Every line from the line containing "Can you see the rocky outcrop?" through the final line of the data is to be printed exactly; no other line is to appear.
[start]
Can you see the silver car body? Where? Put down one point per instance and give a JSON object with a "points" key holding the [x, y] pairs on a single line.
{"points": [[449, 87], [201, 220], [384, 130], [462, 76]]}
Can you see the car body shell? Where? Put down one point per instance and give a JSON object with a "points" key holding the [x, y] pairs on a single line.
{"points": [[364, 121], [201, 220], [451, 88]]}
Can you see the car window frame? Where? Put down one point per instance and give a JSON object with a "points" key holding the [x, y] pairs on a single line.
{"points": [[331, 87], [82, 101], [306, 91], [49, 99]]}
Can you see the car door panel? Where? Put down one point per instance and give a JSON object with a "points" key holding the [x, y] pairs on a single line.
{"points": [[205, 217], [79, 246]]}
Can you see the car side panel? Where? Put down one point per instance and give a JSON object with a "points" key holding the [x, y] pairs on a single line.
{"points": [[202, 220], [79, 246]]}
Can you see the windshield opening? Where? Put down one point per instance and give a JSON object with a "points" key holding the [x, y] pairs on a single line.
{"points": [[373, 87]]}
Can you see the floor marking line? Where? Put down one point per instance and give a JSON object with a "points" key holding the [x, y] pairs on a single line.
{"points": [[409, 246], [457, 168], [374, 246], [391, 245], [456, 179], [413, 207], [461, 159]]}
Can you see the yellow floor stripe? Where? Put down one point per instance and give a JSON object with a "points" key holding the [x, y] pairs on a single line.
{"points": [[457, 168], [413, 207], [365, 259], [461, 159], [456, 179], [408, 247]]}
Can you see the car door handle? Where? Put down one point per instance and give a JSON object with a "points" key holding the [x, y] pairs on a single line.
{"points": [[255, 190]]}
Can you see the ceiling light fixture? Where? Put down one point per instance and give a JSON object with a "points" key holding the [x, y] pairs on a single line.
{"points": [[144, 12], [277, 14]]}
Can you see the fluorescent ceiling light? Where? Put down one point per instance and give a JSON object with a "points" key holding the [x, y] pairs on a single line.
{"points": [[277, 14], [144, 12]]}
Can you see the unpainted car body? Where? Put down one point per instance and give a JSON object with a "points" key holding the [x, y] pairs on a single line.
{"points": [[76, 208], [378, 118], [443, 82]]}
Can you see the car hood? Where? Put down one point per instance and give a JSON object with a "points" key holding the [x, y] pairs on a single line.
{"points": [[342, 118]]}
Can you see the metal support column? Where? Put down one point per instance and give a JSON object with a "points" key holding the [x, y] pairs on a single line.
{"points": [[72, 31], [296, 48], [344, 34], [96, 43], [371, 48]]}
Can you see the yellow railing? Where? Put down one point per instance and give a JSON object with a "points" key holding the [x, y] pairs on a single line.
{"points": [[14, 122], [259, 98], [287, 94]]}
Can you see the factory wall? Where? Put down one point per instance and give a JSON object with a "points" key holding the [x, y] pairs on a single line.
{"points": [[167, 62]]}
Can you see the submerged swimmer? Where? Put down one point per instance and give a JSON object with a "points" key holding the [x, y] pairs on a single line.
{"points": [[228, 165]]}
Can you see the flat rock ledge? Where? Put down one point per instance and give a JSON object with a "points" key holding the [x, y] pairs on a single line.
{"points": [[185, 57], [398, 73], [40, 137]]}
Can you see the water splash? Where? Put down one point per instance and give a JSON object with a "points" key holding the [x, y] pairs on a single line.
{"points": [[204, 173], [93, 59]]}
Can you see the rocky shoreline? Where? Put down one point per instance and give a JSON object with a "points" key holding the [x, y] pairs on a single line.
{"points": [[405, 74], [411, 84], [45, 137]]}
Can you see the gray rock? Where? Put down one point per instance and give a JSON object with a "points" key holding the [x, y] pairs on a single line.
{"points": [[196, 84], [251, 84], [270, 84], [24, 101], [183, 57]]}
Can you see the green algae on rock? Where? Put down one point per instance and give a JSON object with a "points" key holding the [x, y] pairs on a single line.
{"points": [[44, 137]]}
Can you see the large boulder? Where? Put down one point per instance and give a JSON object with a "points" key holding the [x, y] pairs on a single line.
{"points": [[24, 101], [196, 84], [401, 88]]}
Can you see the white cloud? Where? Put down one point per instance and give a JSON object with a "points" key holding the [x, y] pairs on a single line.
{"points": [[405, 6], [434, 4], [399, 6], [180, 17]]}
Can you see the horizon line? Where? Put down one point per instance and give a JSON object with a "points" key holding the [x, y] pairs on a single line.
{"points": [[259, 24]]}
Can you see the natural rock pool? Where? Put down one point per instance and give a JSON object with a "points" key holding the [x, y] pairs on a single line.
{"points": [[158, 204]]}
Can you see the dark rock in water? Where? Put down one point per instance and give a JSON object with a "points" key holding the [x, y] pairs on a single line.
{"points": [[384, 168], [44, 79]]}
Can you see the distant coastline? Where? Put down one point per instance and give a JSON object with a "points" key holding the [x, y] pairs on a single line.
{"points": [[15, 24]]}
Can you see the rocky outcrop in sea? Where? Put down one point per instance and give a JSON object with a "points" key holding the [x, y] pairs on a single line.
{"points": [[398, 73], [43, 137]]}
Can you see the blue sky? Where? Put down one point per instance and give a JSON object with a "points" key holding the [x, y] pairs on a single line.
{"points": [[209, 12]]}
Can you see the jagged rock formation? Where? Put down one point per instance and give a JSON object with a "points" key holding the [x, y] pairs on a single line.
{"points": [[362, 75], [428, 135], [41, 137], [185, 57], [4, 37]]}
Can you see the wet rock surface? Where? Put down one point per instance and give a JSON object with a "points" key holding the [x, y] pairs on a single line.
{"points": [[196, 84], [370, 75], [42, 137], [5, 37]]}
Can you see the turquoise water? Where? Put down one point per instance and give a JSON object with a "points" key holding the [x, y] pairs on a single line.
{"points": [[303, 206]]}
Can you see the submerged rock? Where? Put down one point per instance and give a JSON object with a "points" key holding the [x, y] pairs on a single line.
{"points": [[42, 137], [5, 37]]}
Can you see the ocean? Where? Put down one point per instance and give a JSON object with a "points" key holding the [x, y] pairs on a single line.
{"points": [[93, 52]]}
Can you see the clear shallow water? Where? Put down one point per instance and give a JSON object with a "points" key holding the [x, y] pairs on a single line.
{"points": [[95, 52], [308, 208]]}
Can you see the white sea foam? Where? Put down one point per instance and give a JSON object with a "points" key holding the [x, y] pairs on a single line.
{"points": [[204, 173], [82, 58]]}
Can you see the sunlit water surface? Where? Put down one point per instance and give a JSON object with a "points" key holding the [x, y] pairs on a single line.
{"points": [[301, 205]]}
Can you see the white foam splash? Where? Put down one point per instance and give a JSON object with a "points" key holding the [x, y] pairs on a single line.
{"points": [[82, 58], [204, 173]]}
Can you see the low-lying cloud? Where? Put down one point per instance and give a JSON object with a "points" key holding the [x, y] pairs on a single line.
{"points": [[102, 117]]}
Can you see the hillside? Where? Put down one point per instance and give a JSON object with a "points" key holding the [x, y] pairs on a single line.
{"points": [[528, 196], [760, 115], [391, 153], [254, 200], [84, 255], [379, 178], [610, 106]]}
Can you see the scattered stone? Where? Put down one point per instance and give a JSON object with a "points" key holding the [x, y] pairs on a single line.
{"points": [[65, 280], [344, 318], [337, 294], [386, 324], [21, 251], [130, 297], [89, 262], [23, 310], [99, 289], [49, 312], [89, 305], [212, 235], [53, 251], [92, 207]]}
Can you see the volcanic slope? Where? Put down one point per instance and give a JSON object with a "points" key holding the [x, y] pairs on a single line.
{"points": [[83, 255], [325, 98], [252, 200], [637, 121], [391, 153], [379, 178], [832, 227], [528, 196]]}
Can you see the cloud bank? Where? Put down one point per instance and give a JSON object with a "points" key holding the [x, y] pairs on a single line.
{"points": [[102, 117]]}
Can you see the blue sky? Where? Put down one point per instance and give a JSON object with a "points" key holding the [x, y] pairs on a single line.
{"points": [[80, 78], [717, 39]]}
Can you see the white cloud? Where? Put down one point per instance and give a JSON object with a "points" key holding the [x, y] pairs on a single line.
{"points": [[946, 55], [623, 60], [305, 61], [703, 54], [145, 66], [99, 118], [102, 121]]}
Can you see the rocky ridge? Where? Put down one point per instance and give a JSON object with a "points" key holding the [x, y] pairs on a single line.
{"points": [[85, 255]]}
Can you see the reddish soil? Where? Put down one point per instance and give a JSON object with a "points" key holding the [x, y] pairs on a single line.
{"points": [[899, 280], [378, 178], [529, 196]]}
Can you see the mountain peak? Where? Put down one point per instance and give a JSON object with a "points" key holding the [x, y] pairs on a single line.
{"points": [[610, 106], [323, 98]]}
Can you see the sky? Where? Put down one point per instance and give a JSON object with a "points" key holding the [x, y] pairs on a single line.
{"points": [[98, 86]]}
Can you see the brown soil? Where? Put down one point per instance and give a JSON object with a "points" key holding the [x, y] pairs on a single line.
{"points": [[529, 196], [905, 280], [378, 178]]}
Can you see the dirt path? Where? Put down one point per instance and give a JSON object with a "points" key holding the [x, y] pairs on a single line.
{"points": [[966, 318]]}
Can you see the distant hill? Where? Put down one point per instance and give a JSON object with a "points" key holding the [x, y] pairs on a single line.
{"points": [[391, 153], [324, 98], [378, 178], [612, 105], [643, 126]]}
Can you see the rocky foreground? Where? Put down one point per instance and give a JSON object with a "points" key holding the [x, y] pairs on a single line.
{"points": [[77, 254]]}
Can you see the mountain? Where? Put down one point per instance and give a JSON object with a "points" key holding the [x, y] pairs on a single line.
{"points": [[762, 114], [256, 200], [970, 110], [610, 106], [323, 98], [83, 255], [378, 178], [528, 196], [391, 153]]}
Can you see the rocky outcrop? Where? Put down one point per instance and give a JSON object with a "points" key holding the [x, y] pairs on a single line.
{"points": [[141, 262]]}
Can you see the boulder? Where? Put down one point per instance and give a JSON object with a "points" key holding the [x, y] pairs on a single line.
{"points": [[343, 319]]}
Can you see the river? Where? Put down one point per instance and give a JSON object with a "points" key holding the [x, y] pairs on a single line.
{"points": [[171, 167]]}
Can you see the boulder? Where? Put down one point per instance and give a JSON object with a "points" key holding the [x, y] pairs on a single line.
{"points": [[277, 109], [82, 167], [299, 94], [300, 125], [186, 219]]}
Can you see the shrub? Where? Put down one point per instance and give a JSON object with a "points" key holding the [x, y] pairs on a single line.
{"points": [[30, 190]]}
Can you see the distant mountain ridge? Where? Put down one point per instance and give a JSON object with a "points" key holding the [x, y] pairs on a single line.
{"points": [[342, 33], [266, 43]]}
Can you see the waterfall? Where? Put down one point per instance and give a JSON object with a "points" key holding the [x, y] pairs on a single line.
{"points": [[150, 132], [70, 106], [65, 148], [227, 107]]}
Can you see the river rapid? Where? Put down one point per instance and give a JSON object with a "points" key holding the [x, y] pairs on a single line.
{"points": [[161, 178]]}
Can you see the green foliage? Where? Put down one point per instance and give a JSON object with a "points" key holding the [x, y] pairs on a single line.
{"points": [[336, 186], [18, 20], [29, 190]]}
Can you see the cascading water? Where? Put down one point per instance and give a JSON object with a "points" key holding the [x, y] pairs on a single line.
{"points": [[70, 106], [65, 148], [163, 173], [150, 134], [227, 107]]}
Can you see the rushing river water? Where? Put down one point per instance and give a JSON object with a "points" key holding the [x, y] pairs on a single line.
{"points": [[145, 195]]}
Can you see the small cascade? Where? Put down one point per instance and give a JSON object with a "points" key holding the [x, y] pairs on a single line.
[end]
* The result:
Can you see the rocky outcrop? Where? Put down one point per instance and give a JSON object with a "points" key holding the [x, y] pairs on a single line.
{"points": [[141, 262]]}
Can you see the boulder? Where? Put down one point per instance and give a JSON object with a "points" key holding the [x, y] pairs on a single line.
{"points": [[343, 319]]}
Can you see the river? Where? Put down one point per instance and give a JSON object with a "points" key holding the [x, y] pairs on a single line.
{"points": [[171, 167]]}
Can you see the boulder? Where? Put down one point per instance and give a JSON object with a "points" key holding the [x, y] pairs on a single line.
{"points": [[277, 109], [82, 167], [299, 94], [300, 125], [186, 219]]}
Can you see the shrub? Where? Put down one point per instance and give a JSON object with a "points" key holding the [x, y] pairs on a single line.
{"points": [[30, 190]]}
Can you see the distant mountain ridge? Where? Put down one point per instance and give a JSON object with a "points" key holding the [x, y] pairs on a single line.
{"points": [[342, 33], [266, 43]]}
Can you see the waterfall? Where? Put down one point per instance and give a JSON object with a "points" key holding the [x, y] pairs on a single line.
{"points": [[150, 132], [70, 106], [65, 148], [227, 107]]}
Can you see the river rapid? Where? Put down one point per instance and give a JSON object with a "points" key holding the [x, y] pairs on a single line.
{"points": [[161, 178]]}
Can you see the green foliage? Where? Put down one point per instance and give a JSON object with a "points" key holding the [x, y] pairs on a single line.
{"points": [[336, 186], [18, 20], [29, 190]]}
Can you see the cascading water? Where? Put down one point per instance and give a JSON object with a "points" key holding the [x, y] pairs on a single line.
{"points": [[70, 106], [65, 148], [163, 173], [150, 134], [227, 107]]}
Can you see the rushing river water? Where? Put down one point per instance and give a JSON object with a "points" key holding the [x, y] pairs on a single line.
{"points": [[145, 195]]}
Can you see the small cascade? Where? Put down one point per instance and give a JSON object with a "points" key holding the [x, y] pairs on a single line.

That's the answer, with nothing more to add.